• TASK
Reproduce the lines below exactly as they appear, starting at the line that contains "Thank you for the photograph above. Please mark the blue seat" and continuing through the last line. Leave the pictures out of your answer.

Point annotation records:

▼▼▼

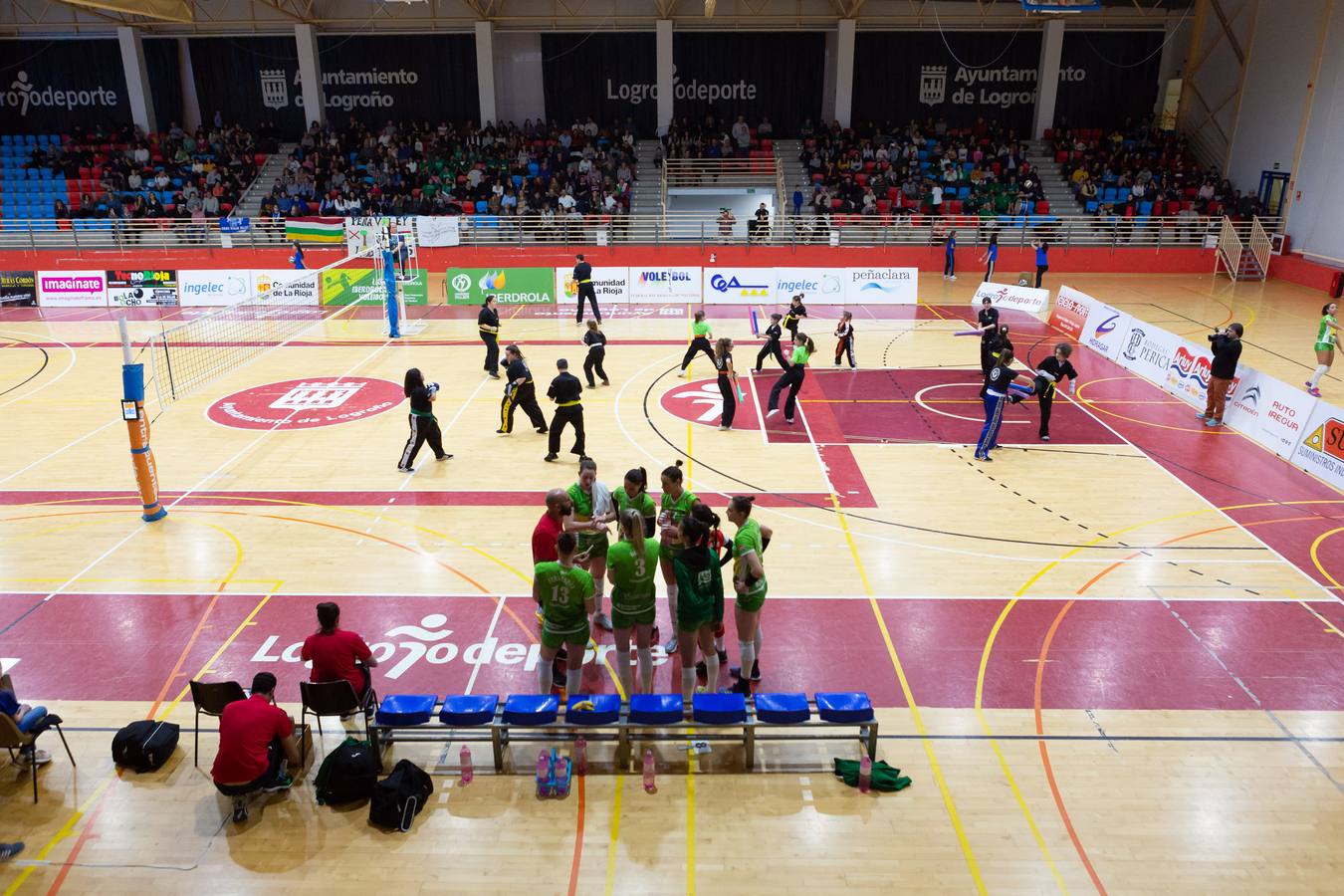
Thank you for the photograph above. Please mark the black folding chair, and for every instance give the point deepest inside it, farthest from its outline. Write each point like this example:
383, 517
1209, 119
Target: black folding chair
211, 697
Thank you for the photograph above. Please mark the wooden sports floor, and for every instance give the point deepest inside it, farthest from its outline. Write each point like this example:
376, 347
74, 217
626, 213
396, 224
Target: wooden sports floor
1112, 662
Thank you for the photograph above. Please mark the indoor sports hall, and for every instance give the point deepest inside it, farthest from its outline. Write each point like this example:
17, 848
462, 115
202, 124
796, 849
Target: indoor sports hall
1071, 630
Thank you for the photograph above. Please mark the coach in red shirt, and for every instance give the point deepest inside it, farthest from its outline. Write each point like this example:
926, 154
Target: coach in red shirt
256, 738
337, 653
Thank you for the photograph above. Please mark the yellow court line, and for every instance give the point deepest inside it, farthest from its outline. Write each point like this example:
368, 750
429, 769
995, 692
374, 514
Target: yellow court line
910, 700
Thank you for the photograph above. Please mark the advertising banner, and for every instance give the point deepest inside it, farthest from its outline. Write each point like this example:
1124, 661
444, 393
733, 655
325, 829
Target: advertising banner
665, 284
508, 285
1267, 410
610, 284
288, 287
138, 288
361, 287
1321, 449
1021, 299
1070, 312
196, 288
1148, 350
820, 285
438, 230
738, 285
73, 289
882, 287
18, 288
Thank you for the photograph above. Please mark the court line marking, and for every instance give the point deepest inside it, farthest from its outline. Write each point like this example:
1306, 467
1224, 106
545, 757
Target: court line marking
968, 853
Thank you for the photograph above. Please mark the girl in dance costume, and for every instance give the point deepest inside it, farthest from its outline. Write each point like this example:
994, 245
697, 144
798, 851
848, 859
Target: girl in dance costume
676, 504
749, 581
1327, 336
564, 592
701, 588
791, 377
593, 511
632, 563
701, 337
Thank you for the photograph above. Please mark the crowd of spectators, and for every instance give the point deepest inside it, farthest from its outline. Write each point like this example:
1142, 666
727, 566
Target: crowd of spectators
1140, 171
917, 168
126, 173
414, 168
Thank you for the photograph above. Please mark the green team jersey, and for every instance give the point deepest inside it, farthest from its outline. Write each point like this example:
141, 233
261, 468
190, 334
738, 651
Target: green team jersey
1324, 335
563, 595
641, 503
633, 575
748, 541
698, 588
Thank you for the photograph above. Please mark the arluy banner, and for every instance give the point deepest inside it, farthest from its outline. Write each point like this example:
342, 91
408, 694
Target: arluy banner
141, 288
73, 289
508, 285
611, 285
1021, 299
882, 287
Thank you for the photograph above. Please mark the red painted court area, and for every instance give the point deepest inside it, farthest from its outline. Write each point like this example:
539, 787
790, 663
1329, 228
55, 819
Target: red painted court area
1110, 654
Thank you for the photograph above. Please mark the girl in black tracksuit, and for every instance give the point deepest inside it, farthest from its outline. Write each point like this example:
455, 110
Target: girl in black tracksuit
595, 340
423, 423
772, 344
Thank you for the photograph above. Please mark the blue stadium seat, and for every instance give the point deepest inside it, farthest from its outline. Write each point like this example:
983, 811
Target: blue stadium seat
406, 710
606, 710
656, 710
719, 708
783, 708
844, 707
531, 710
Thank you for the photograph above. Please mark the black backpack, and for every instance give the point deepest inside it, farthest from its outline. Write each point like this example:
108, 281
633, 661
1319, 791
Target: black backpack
346, 774
399, 796
144, 746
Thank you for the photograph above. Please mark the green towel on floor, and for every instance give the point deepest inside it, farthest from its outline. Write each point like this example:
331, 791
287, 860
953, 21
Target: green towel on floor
884, 778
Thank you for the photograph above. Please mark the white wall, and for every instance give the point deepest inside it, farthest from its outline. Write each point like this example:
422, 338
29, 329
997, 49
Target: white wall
1317, 204
1274, 91
518, 77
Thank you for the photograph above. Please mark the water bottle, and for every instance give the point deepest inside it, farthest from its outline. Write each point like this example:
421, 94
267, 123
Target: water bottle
465, 760
580, 755
649, 784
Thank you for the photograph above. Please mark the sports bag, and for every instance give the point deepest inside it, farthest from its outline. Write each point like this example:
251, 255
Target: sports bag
399, 796
145, 745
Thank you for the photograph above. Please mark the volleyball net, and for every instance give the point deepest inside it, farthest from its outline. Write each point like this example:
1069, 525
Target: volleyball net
275, 310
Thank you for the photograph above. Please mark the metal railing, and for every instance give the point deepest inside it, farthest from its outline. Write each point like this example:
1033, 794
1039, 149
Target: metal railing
671, 227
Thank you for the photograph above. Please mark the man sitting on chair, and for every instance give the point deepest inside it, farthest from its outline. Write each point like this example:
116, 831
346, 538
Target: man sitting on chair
337, 654
256, 741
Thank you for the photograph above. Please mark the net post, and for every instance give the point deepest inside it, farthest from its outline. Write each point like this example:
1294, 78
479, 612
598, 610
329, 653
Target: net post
137, 429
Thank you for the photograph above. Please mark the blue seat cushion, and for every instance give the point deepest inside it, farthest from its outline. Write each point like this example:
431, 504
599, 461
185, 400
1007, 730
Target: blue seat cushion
406, 708
719, 708
606, 710
465, 710
531, 710
844, 707
656, 710
783, 708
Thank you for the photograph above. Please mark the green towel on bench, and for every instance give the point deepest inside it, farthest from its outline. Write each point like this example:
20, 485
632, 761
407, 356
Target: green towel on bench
884, 778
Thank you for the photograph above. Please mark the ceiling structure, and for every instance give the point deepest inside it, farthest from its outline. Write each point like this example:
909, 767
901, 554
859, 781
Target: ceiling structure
95, 18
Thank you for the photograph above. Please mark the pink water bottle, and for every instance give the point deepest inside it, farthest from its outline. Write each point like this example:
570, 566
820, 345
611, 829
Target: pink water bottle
649, 784
580, 755
465, 760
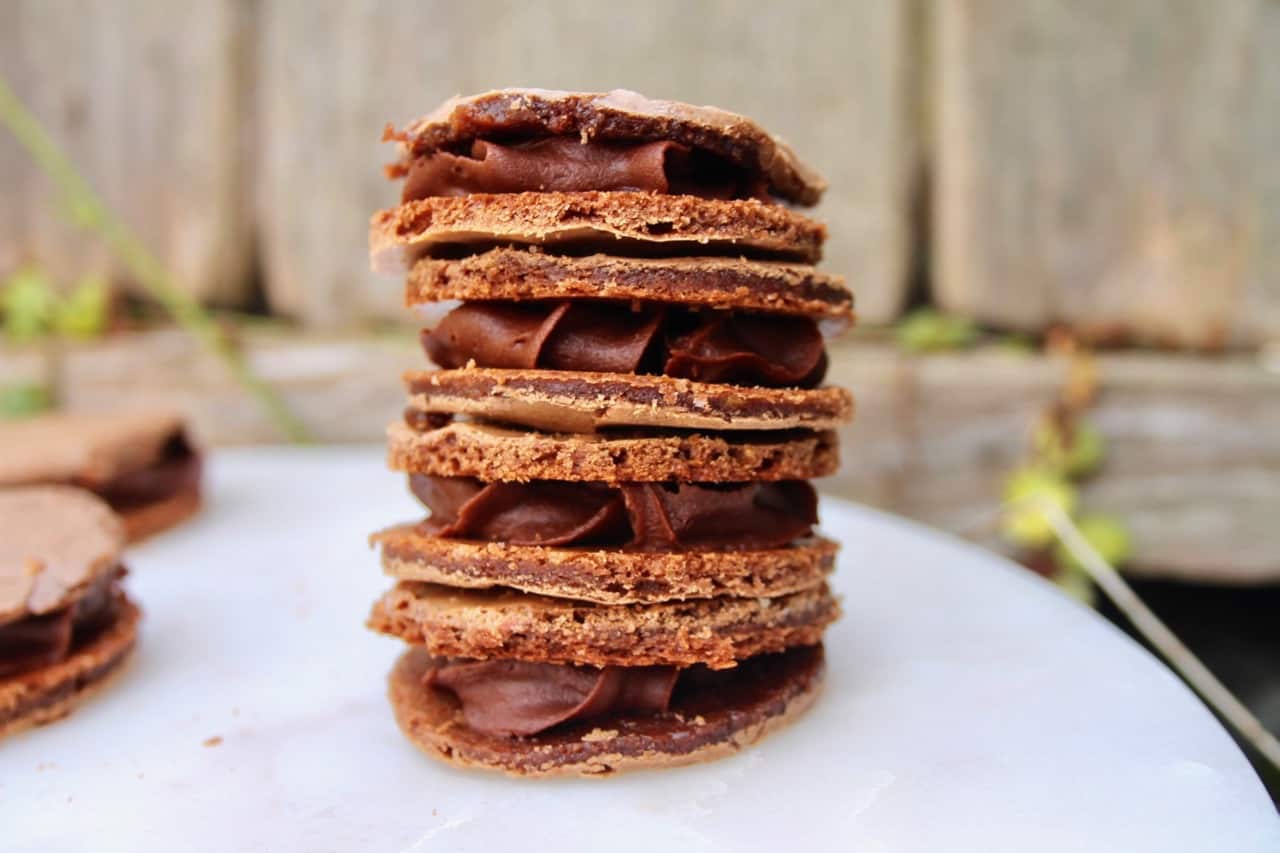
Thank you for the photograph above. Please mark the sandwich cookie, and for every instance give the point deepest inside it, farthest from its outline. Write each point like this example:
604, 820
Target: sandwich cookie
621, 223
696, 716
584, 402
730, 283
612, 542
700, 149
607, 172
144, 465
510, 625
446, 447
618, 566
65, 625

▲▲▲

• EXERCISE ANSWER
Thank you for the photograph above. Please mark the blue seat cushion, and for every instance give the point deepest inside it, farthest from its outline. Write each point like this example:
431, 504
599, 461
185, 400
1007, 730
Target: blue seat cushion
406, 708
719, 708
606, 710
465, 710
531, 710
844, 707
656, 710
783, 708
Thank you for the photograph above. Please mark the green towel on bench, and for every instance give the point deepest inside it, farthest from its outline. Write each point like this example:
20, 485
632, 761
407, 356
Target: green towel on bench
884, 778
Thank you for the photograph above. Please mark the ceiling structure, and for every instance give the point deepest inside it, farthest from its outline. Write each point like this example:
909, 767
901, 554
859, 781
Target: ceiling structure
95, 18
Thank you for the photograph above. Please mark the pink water bottle, and for every instance give the point deepest inside it, farthest from its outline. Write each point like this example:
570, 566
820, 345
611, 829
Target: pink water bottle
649, 784
580, 755
465, 760
Thank you for the photograph above. Please mark the sandwich cookie, and for every instance give the point deepest inside it, farthest from its outline. Write each point like this example:
604, 820
Target: sandwich cookie
621, 223
696, 716
584, 402
730, 283
612, 542
700, 149
607, 172
144, 465
510, 625
446, 447
618, 566
65, 625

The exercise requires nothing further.